Records for the task START

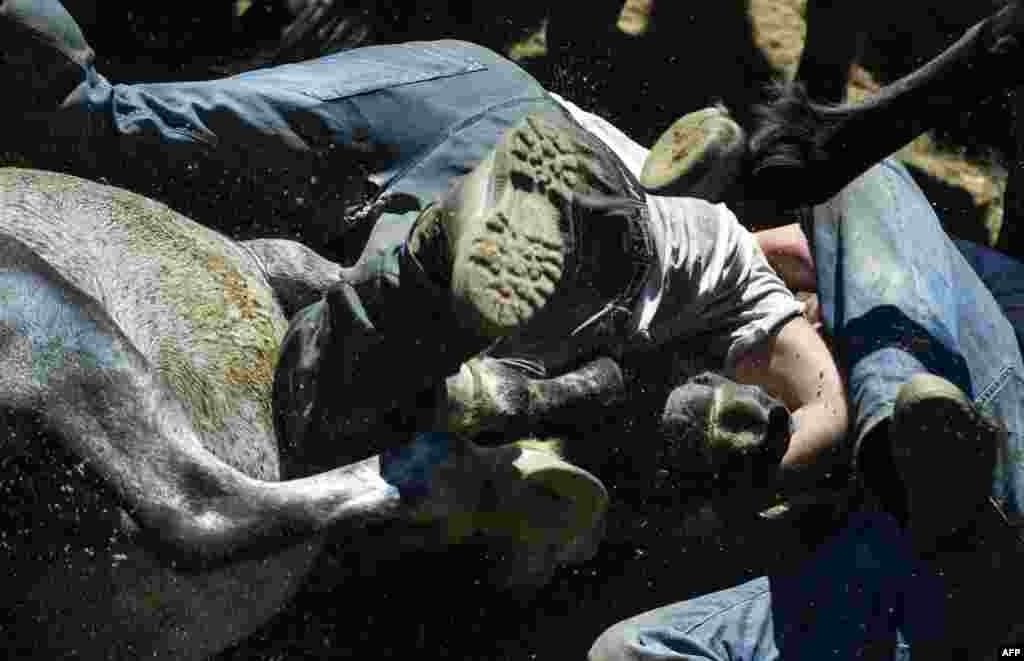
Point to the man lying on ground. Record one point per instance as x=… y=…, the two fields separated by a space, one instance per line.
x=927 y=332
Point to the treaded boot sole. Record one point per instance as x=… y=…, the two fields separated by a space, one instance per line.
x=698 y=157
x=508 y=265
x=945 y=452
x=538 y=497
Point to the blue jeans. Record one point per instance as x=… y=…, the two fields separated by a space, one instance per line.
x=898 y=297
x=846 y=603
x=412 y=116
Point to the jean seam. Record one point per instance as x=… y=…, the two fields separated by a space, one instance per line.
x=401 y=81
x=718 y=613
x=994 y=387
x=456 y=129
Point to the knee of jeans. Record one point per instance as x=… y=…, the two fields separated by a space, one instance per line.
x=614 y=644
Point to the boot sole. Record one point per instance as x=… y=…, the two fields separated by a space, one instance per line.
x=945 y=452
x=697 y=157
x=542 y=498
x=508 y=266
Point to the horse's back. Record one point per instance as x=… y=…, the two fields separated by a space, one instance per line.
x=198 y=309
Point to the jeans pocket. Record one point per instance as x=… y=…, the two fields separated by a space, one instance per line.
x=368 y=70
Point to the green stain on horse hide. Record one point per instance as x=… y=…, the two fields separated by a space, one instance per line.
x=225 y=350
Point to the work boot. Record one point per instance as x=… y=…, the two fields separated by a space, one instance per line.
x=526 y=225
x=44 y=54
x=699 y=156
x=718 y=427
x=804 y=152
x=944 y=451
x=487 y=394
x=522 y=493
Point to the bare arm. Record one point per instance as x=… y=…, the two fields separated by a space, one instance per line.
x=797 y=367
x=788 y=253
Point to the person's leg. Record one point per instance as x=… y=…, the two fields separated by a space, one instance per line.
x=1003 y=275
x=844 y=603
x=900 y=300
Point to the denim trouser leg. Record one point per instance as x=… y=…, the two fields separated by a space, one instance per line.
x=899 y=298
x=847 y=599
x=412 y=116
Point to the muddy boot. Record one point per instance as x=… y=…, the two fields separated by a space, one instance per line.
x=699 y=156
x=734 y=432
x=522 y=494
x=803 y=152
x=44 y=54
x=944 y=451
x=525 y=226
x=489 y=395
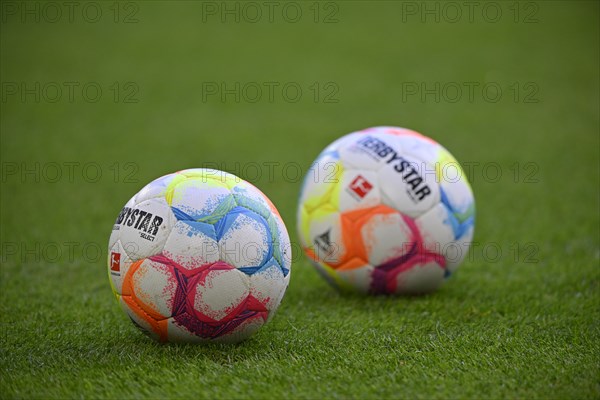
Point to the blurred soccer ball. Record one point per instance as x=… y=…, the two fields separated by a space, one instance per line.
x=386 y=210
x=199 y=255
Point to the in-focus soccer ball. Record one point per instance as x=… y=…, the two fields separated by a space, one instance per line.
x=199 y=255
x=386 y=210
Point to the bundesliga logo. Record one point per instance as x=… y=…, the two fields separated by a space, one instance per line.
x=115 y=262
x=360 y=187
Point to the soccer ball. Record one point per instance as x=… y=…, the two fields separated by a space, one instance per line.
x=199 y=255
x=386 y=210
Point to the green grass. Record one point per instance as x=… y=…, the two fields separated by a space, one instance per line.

Records for the task END

Exercise details: Type the material out again exactly. Skip the pictures.

Written response:
Point to the man lying on ground. Record one point per instance as x=… y=…, the two fields separated by a space, one instance per line.
x=927 y=332
Point to the treaded boot sole. Record one point per instance as x=… y=…, the two fields separated by a space, one instance per line.
x=698 y=157
x=508 y=265
x=945 y=452
x=538 y=497
Point to the blue jeans. Record one point per instance as x=… y=…, the two fields separated by a space, one instance per line.
x=898 y=297
x=846 y=603
x=412 y=116
Point to the jean seam. Record one point per instance as x=… y=…, the two fields separated by a space, one instance per line.
x=401 y=81
x=718 y=613
x=994 y=387
x=456 y=129
Point to the knee of jeans. Record one point per instance as x=… y=…, the two fields separated by a space, one instance per line.
x=614 y=644
Point to the boot sole. Record one point per instance as x=… y=…, the two fields separated by a space, one instance per line.
x=945 y=452
x=697 y=157
x=542 y=498
x=508 y=266
Point to the horse's back. Record one point per instance as x=… y=…, the two fields separated by a space, one instance per line.
x=198 y=309
Point to the jeans pocket. Record one point per instance as x=… y=…, the two fields separated by a space, one instance per line.
x=368 y=70
Point to the green stain on horse hide. Record one point per instance as x=… y=…, the two fields separated by a space, one instance per line.
x=225 y=350
Point to the work boot. Record one point per instance as x=… y=…, the two fields separated by a space, one instance per line.
x=526 y=225
x=44 y=54
x=699 y=156
x=718 y=427
x=804 y=152
x=944 y=451
x=487 y=394
x=522 y=493
Point to the bare arm. Record one point per instance as x=… y=…, the two fields separated by a space, one instance per line.
x=797 y=367
x=788 y=253
Point to the person's leg. Record one point per instance as x=… y=…, the two fields separated by a space, one instance per line.
x=1003 y=275
x=844 y=603
x=900 y=300
Point to the denim trouser leg. Record one point per instance as x=… y=…, the two fields separated by a space, one instance per line.
x=899 y=298
x=847 y=599
x=412 y=116
Point to the muddy boot. Record one point per instance as x=… y=…, the two fields separated by a space, one instance per line.
x=699 y=156
x=734 y=432
x=522 y=494
x=803 y=152
x=44 y=54
x=944 y=451
x=525 y=226
x=489 y=395
Point to the blurred soccer ball. Record one point per instance as x=… y=…, the two fields separated by a space, one instance per line.
x=386 y=210
x=199 y=255
Point to the in-focus soccer ball. Record one point per instance as x=… y=…, the two fields separated by a space, one instance per line.
x=199 y=255
x=386 y=210
Point to the bundesliga logo. Record one point per instance as x=… y=…, the two fields separated by a space, one instance per line.
x=115 y=262
x=360 y=187
Point to the soccer ball. Record one point per instance as x=… y=…, the two fields separated by a space, one instance per line.
x=199 y=255
x=386 y=210
Point to the green grass. Record one point per instance as x=… y=…, the two fields separated by a space, one instance per line.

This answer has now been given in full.